File Doc/libparser.tex

+% libparser.tex
+%
+% Introductory documentation for the new parser built-in module.
+%
+% Copyright 1995 Virginia Polytechnic Institute and State University
+% and Fred L. Drake, Jr.  This copyright notice must be distributed on
+% all copies, but this document otherwise may be distributed as part
+% of the Python distribution.  No fee may be charged for this document
+% in any representation, either on paper or electronically.  This
+% restriction does not affect other elements in a distributed package
+% in any way.
+%
+
+\section{Built-in Module \sectcode{parser}}
+\bimodindex{parser}
+
+
+% ==== 2. ====
+% Give a short overview of what the module does.
+% If it is platform specific, mention this.
+% Mention other important restrictions or general operating principles.
+
+The \code{parser} module provides an interface to Python's internal
+parser and byte-code compiler.  The primary purpose for this interface
+is to allow Python code to edit the parse tree of a Python expression
+and create executable code from this.  This can be better than trying
+to parse and modify an arbitrary Python code fragment as a string, and
+ensures that parsing is performed in a manner identical to the code
+forming the application.  It's also faster.
+
+There are a few things to note about this module which are important
+to making use of the data structures created.  This is not a tutorial
+on editing the parse trees for Python code.
+
+Most importantly, a good understanding of the Python grammar processed
+by the internal parser is required.  For full information on the
+language syntax, refer to the Language Reference.  The parser itself
+is created from a grammar specification defined in the file
+\code{Grammar/Grammar} in the standard Python distribution.  The parse
+trees stored in the ``AST objects'' created by this module are the
+actual output from the internal parser when created by the
+\code{expr()} or \code{suite()} functions, described below.  The AST
+objects created by \code{tuple2ast()} faithfully simulate those
+structures.

*Tasks for this exercise*
[A] In the listing, substitute "spectacles" for "eyeglasses" throughout the part that opens with the line containing "[point] black plastic pot" and runs through the end of the listing, and reproduce that part with everything else unchanged.
[B] Resume the parser module documentation after its final sentence and carry it forward.
The text above and the listing that follows are unrelated pieces of material.

*Exercise inputs*
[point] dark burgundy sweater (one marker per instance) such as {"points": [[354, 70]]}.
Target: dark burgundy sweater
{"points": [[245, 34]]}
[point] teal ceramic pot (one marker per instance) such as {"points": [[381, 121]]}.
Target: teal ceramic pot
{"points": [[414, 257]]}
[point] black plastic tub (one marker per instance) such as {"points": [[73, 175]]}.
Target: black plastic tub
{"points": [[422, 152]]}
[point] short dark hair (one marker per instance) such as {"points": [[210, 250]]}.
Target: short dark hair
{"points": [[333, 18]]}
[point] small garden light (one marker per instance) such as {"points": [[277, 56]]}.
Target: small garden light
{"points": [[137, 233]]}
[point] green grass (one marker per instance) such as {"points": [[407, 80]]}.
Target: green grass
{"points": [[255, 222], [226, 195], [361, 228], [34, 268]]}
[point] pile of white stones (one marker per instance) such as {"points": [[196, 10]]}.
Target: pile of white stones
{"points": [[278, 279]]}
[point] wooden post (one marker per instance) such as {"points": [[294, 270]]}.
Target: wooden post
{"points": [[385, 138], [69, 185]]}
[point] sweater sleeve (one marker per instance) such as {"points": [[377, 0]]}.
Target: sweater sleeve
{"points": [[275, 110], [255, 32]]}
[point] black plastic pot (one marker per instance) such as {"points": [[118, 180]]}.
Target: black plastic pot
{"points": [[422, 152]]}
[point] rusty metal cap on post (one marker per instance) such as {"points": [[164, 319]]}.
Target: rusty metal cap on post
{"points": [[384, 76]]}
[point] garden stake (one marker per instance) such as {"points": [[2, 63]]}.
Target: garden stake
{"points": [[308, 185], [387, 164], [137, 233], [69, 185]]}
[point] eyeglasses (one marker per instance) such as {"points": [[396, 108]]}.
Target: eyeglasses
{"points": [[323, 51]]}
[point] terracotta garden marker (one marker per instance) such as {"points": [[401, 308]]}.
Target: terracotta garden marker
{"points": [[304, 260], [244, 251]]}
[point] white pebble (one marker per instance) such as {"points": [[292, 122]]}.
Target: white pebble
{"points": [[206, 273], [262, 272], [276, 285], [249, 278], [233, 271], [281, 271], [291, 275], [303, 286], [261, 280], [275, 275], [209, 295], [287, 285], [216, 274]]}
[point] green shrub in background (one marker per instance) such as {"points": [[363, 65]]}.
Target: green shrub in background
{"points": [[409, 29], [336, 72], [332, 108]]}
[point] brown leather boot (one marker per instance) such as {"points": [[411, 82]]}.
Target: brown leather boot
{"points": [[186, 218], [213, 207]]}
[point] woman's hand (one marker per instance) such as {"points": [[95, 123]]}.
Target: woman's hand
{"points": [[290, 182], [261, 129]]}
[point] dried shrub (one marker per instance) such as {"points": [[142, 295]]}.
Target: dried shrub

*Answers to the tasks*
[A]
[point] black plastic pot (one marker per instance) such as {"points": [[118, 180]]}.
Target: black plastic pot
{"points": [[422, 152]]}
[point] rusty metal cap on post (one marker per instance) such as {"points": [[164, 319]]}.
Target: rusty metal cap on post
{"points": [[384, 76]]}
[point] garden stake (one marker per instance) such as {"points": [[2, 63]]}.
Target: garden stake
{"points": [[308, 185], [387, 164], [137, 233], [69, 185]]}
[point] spectacles (one marker per instance) such as {"points": [[396, 108]]}.
Target: spectacles
{"points": [[323, 51]]}
[point] terracotta garden marker (one marker per instance) such as {"points": [[401, 308]]}.
Target: terracotta garden marker
{"points": [[304, 260], [244, 251]]}
[point] white pebble (one marker per instance) such as {"points": [[292, 122]]}.
Target: white pebble
{"points": [[206, 273], [262, 272], [276, 285], [249, 278], [233, 271], [281, 271], [291, 275], [303, 286], [261, 280], [275, 275], [209, 295], [287, 285], [216, 274]]}
[point] green shrub in background (one marker per instance) such as {"points": [[363, 65]]}.
Target: green shrub in background
{"points": [[409, 29], [336, 72], [332, 108]]}
[point] brown leather boot (one marker per instance) such as {"points": [[411, 82]]}.
Target: brown leather boot
{"points": [[186, 218], [213, 207]]}
[point] woman's hand (one marker per instance) such as {"points": [[95, 123]]}.
Target: woman's hand
{"points": [[290, 182], [261, 129]]}
[point] dried shrub (one marker per instance) such as {"points": [[142, 295]]}.
Target: dried shrub

[B]
+
+Each element of the tuples returned by \code{ast2tuple()} has a simple
+form.  Tuples representing non-terminal elements in the grammar always
+have a length greater than one.  The first element is an integer which
+identifies a production in the grammar.  These integers are given
+symbolic names in the C header file \code{Include/graminit.h} and the
+Python module \code{Lib/symbol.py}.  Each additional element of the
+tuple represents a component of the production as recognized in the
+input string: these are always tuples which have the same form as the
+parent.  An important aspect of this structure which should be noted
+is that keywords used to identify the parent node type, such as the
+keyword \code{if} in an \emph{if\_stmt}, are included in the node tree
+without any special treatment.  For example, the \code{if} keyword is
+represented by the tuple \code{(1, 'if')}, where \code{1} is the
+numeric value associated with all \code{NAME} elements, including
+variable and function names defined by the user.
+
+Terminal elements are represented in much the same way, but without
+any child elements and the addition of the source text which was
+identified.  The example of the \code{if} keyword above is
+representative.  The various types of terminal symbols are defined in
+the C header file \code{Include/token.h} and the Python module
+\code{Lib/token.py}.
+
+The AST objects are not actually required to support the functionality
+of this module, but are provided for three purposes: to allow an
+application to amortize the cost of processing complex parse trees, to
+provide a parse tree representation which conserves memory space when
+compared to the Python tuple representation, and to ease the creation
+of additional modules in C which manipulate parse trees.  A simple
+``wrapper'' module may be created in Python if desired to hide the use
+of AST objects.
+
+
+% ==== 3. ====
+% List the public functions defined by the module.  Begin with a
+% standard phrase.  You may also list the exceptions and other data
+% items defined in the module, insofar as they are important for the
+% user.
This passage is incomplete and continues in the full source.